### Tarea requerida
Reproduce sin cambios el pasaje del fragmento de origen, el relato sobre la bofetada del maestro, que empieza en las palabras "Bofetadas para un" y termina después de "realizar aquel rito.".

### Fragmento de origen
########

Bofetadas para un niño a la hora del himno nacional.
Recuerdo
la “gran bofetada” que me dio un maestro de escuela. Yo tenía seis años y
estaba en primer grado. Él era un tipo gordo que enseñaba matemáticas cuyo
aliento siempre olía a alcohol. El golpe me derribó y me hizo caer acostado en
el suelo. Eran casi las siete de la mañana y los chicos de la escuela estábamos
cantando el himno nacional.
Aquel
despreciable maestro me había insistido cada mañana que debía seguir las notas musicales y
además cantar junto al resto de alumnos las estrofas del himno nacional. Cuando
me veía yo simulaba un canto, casi imperceptible, que aquel maestro
identificaba como una de las primeras estafas de mi vida. Algunas veces, al
sorprenderme me sacaba de la fila jalándome de la oreja y me ponía frente a
toda la tropa de la escuela, donde me obligaba a realizar aquel rito.

########

### Datos extraídos
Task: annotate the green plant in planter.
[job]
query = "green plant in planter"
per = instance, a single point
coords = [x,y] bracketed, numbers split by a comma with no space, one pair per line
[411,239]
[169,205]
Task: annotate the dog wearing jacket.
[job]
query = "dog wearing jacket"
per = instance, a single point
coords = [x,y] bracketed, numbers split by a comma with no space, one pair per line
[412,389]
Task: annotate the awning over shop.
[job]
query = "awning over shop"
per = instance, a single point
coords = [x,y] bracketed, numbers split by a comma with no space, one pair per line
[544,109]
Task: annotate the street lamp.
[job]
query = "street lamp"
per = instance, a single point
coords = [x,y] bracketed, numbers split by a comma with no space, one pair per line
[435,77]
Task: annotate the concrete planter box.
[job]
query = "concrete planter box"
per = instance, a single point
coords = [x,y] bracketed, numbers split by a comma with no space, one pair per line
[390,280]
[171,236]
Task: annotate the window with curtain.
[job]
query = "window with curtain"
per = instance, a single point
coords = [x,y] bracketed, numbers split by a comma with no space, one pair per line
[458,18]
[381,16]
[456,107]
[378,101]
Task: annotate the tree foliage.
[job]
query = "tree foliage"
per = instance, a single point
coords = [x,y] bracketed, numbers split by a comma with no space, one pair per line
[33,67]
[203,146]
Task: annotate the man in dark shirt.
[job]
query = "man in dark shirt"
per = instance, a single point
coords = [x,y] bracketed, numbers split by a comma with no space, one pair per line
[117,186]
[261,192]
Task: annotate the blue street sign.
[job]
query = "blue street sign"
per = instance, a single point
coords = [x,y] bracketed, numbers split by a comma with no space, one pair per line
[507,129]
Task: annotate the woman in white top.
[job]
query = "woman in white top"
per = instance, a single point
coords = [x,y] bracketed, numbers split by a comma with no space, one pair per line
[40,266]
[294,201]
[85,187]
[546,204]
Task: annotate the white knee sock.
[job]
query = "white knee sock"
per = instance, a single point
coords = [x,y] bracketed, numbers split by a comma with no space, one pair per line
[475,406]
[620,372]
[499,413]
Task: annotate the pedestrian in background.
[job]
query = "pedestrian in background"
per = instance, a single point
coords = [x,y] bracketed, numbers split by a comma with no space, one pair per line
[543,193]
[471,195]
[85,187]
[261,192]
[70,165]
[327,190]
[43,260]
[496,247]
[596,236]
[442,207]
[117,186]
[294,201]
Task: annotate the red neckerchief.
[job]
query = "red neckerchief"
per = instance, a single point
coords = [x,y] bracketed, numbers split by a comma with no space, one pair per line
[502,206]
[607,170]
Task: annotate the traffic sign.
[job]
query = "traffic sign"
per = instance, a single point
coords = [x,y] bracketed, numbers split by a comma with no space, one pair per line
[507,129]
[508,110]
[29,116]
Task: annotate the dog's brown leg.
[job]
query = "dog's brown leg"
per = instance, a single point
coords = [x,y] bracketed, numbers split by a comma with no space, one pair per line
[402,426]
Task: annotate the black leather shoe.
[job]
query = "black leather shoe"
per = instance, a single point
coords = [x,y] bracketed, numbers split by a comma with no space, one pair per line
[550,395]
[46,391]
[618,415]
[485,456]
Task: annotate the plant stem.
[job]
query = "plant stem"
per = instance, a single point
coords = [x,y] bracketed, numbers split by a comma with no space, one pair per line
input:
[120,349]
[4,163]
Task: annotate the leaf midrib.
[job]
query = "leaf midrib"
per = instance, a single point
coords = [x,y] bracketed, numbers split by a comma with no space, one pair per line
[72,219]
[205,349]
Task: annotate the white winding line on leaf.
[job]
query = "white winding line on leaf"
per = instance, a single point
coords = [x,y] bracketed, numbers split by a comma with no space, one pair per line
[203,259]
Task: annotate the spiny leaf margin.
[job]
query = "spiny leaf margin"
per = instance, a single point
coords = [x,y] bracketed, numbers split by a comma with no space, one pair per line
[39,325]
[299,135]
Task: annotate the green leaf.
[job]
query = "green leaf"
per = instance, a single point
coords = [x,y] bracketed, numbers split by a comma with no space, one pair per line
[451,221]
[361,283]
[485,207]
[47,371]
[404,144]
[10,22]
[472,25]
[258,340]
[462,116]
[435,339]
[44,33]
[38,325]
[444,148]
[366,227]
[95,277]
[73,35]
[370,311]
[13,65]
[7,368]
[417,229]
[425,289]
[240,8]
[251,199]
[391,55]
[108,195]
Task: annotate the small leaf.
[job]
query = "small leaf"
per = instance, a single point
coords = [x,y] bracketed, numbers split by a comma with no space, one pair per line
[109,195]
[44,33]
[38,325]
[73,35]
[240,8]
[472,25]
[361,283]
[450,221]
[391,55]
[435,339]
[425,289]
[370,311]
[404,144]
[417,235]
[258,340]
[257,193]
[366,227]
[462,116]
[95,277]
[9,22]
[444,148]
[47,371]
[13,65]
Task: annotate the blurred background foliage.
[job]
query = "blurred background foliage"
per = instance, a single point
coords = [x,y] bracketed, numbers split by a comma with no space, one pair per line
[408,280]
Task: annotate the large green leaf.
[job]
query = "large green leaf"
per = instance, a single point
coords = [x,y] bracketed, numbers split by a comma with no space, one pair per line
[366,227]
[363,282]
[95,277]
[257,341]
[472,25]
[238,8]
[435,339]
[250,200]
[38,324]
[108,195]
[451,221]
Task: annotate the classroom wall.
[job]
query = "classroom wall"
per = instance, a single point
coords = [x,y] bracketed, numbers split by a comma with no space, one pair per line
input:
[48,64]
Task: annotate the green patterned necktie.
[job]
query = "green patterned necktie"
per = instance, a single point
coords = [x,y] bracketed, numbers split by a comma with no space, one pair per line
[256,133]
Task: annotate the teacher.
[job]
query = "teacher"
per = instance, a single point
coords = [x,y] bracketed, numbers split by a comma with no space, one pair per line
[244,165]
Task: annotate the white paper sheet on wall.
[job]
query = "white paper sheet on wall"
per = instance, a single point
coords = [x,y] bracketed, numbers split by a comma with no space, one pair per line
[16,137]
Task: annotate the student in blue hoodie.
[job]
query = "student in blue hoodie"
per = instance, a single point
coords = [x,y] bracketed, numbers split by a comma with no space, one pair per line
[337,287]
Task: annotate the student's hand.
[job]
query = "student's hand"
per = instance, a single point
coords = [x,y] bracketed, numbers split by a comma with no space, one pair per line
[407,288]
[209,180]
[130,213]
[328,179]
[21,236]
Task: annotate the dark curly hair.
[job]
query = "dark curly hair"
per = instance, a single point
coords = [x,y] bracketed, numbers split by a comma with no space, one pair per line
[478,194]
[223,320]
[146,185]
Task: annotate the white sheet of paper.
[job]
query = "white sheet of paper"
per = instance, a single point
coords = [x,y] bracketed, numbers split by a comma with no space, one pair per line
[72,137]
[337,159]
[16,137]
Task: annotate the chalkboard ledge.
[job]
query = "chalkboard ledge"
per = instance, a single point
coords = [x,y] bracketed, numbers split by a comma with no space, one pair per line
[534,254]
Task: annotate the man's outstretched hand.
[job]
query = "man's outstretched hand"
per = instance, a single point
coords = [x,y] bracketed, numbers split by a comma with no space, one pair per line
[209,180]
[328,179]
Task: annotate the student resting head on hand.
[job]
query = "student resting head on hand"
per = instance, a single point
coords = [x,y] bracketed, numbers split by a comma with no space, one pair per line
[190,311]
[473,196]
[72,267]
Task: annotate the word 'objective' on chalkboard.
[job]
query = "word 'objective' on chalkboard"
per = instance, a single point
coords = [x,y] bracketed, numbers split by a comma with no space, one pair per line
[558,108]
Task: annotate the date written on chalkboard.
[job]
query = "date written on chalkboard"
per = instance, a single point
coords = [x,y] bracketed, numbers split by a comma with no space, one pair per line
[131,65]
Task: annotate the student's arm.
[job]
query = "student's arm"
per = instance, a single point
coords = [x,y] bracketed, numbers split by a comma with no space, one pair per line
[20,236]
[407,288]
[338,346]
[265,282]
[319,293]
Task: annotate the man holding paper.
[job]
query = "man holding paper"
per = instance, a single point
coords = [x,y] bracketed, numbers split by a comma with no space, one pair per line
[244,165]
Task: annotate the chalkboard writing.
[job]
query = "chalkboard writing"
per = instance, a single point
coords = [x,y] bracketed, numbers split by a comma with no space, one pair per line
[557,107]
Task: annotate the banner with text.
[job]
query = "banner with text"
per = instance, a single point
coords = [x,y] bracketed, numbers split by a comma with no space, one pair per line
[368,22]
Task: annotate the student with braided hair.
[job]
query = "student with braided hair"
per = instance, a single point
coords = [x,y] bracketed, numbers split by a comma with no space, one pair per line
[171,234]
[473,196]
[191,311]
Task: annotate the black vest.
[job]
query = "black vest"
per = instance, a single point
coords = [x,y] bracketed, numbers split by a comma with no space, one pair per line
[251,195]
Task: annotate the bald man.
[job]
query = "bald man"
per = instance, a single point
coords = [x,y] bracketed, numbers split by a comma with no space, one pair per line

########

### Resultado final
Bofetadas para un niño a la hora del himno nacional.
Recuerdo
la “gran bofetada” que me dio un maestro de escuela. Yo tenía seis años y
estaba en primer grado. Él era un tipo gordo que enseñaba matemáticas cuyo
aliento siempre olía a alcohol. El golpe me derribó y me hizo caer acostado en
el suelo. Eran casi las siete de la mañana y los chicos de la escuela estábamos
cantando el himno nacional.
Aquel
despreciable maestro me había insistido cada mañana que debía seguir las notas musicales y
además cantar junto al resto de alumnos las estrofas del himno nacional. Cuando
me veía yo simulaba un canto, casi imperceptible, que aquel maestro
identificaba como una de las primeras estafas de mi vida. Algunas veces, al
sorprenderme me sacaba de la fila jalándome de la oreja y me ponía frente a
toda la tropa de la escuela, donde me obligaba a realizar aquel rito.